++++ 表示テキスト

真の信頼とは何か? を心得ているからこそピンチを乗り切れた経営手腕

経営者の実力が如実に出ると言われているピンチの時の対応についても、藤澤武夫は昭和の名経営者と称されるに相応しいエピソードを持ちます。
1950年代に朝鮮戦争の特需が終わって著しく不況の時代にホンダは、製品の商品力の問題や競合メーカーの台頭もあって、かつてないほどに厳しく倒産寸前とも言える経営状況に陥っていましたが、そのピンチを打破するために経営を担っていた藤澤武夫は並行して、ひとつひとつを確実に“真の信頼とは何か?”を念頭において対応したことが功を奏し、ピンチを脱しています。
まずは、銀行との深い関係性と信頼を築くためと、有事の時にいくつもの銀行を駆け回る必要がないようにと、一本化していた三菱銀行(現 三菱UFJ銀行)へ会社の状況について誠心誠意に包み隠さずに話したことで支援を得ることができ、一方では、提示した従業員へのボーナスが相場の1/5程度であったために、大規模労働紛争にも発展しかねなかった労働組合との労使会議で組合員1800人ほどの説得も成功させ、さらに取引先である“サプライチェーン”への減産要請や入金遅れへの理解も得ることを実現して、このかつてない難局を乗り切っています。

また、このタイミングで世界最高峰のオートバイレース、イギリスのマン島TT(Tourist Trophy)レースへの出場もホンダは宣言していて、苦しい時こそ夢を持つ必要性も内外へ提示、それが後のマン島TTレースやF1(Formula1)レースでの優勝につながっています。

そういった各種の課題を一言に“対応した”と表現してしまうのは簡単ですが、これらはとてつもなく難しいことで、どこかひとつでも破綻してしまえば会社は倒産してしまい従業員とその家族の生活を守ることはできません。本当に綱渡りで、例えようのない緊張感とプレッシャーを伴う重い責務です。

これには将来に向けて時勢や市況といった状況を見極める分析力、信頼や人望とでも言うべき備え持ちあわせる人間力、論理的な計画による実行力といった様々な経営者に求められる資質とそれを活かせる才能がなければ、到底実現できないと考えられます。

++++++++

» **記述課題**:
- a) 藤澤武夫の経営手腕についての文章から、次の一文を英語に訳してください。「また、このタイミングで世界最高峰のオートバイレース、イギリスのマン島TT(Tourist Trophy)レースへの出場もホンダは宣言していて、苦しい時こそ夢を持つ必要性も内外へ提示、それが後のマン島TTレースやF1(Formula1)レースでの優勝につながっています。」
- b) 藤澤武夫の経営手腕についての文章を、最後の文に続けて書き継いでください。

++++ データ抜粋

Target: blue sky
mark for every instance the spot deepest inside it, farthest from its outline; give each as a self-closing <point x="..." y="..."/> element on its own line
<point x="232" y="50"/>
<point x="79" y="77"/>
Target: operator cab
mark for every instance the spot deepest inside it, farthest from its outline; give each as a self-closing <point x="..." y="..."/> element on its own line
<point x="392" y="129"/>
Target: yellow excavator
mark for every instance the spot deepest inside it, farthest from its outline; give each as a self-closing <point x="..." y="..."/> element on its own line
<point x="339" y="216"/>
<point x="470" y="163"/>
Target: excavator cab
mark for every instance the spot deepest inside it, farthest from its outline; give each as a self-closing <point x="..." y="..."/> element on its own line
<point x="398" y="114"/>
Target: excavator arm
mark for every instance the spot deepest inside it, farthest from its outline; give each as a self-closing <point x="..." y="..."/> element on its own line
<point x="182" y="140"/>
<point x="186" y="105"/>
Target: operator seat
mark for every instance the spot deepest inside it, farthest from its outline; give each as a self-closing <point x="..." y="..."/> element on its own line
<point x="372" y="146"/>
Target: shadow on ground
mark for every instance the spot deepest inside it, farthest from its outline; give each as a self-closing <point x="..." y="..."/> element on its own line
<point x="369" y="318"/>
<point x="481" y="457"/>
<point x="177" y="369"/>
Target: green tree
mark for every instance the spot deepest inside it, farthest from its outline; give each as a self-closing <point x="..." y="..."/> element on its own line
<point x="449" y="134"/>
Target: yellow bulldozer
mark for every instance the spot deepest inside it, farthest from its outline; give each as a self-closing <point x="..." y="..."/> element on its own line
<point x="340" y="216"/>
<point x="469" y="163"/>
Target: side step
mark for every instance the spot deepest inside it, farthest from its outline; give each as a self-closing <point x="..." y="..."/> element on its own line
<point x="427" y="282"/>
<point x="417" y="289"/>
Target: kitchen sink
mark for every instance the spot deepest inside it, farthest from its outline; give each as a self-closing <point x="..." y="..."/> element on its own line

++++++++

» **期待される結果**:
- a) At this time, Honda also declared that it would enter the Isle of Man TT (Tourist Trophy) Race in Britain, the world's top motorcycle race, showing both inside and outside the company that dreams matter most in hard times, and this later led to victories in the Isle of Man TT Race and in F1 (Formula 1) racing.

- b)
“ピンチはチャンス!”という言葉が存在するように、このピンチによって藤澤武夫と三菱銀行や組合員との関係性や信頼がさらに向上したことは容易に想像できます。
後に藤澤武夫は「三菱銀行への恩を決して忘れてはならない」とも語ったと言われていて、そういった人と人との関係において大事にしなければならないことを現代にも伝えてくれていると感じます。

「本田宗一郎とともにホンダを創業した藤澤武夫の功績」【自動車業界の研究】
(画像=1959年のマン島TTレース初出場(Honda)、『CARSMEET WEB』より引用)

ホンダにもたらした革命と現代に通じる経営施策の数々

現代の企業グループにおいては複数の会社によってホールディングスを形成していることは普通のことですが、藤澤武夫が経営を担っていた時代、既にホンダはいくつかの主要部門をいち早く企業として独立させて、新会社を創設しています。
1960年には研究開発部門を独立させて株式会社本田技術研究所を設立、万物流転の法則に従って物事は必ず移り変わるため、本田宗一郎と言う一人の天才技術者に変わる存在やアウトプットを生み出すことを、組織体制として構築することが必要という考えがあったとのことです。
研究所の設立にあたっては、目先の業績に左右されずに集中して研究開発ができることなどに主眼がおかれ、勤務における自由度も高く、待遇面も十分に配慮され、いわゆる文鎮型の組織と言われる並列組織で研究員、主任研究員、主席研究員などが自由闊達に技術論を繰り広げられるという、技術者にとっては願ってもないフィールドであるのではないでしょうか。

また、藤澤武夫は研究所設立より前の1959年に、ホンダの福利厚生の充実を目的として初の子会社であるホンダ不動産興業株式会社(現 ホンダ開発株式会社)を自身が社長として設立、さらに1963年には技術者として創業時からホンダを支え、埼玉製作所長、他を歴任してきたホンダの常務で本田宗一郎の実弟でもある本田弁二郎(故人)の、「技術をもって社会に貢献する」を実現するホンダ鋳造株式会社(現 本田金属技術株式会社)の創業にあたって、同社の初代社長を藤澤武夫は担っており、重要だと捉えたことは積極的に経営トップとして推進することはとても秀逸です。

同様に社長の重要性を物語るエピソードとしては、ソニー(ソニーグループ株式会社、創業当時は東京通信工業株式会社)においても、創業者である井深大の義父で文部大臣等も歴任した前田多門(故人、1884年 大阪府生まれ)が初代社長を務めていました。

後のホンダの発展に欠かせない、現代で言うところの戦略事業会社とも言うべき別会社をこの時代に立ち上げているところや、同族経営とせずに誰にでも会社を経営できるといった社風の醸成への貢献、他にも数々の優れた経営施策を藤澤武夫は遂行しており、類まれなる先見性と論理的で合理的な経営者としての側面が見出せるのではないでしょうか。

「本田宗一郎とともにホンダを創業した藤澤武夫の功績」【自動車業界の研究】
(画像=株式会社本田技術研究所(Honda)、『CARSMEET WEB』より引用)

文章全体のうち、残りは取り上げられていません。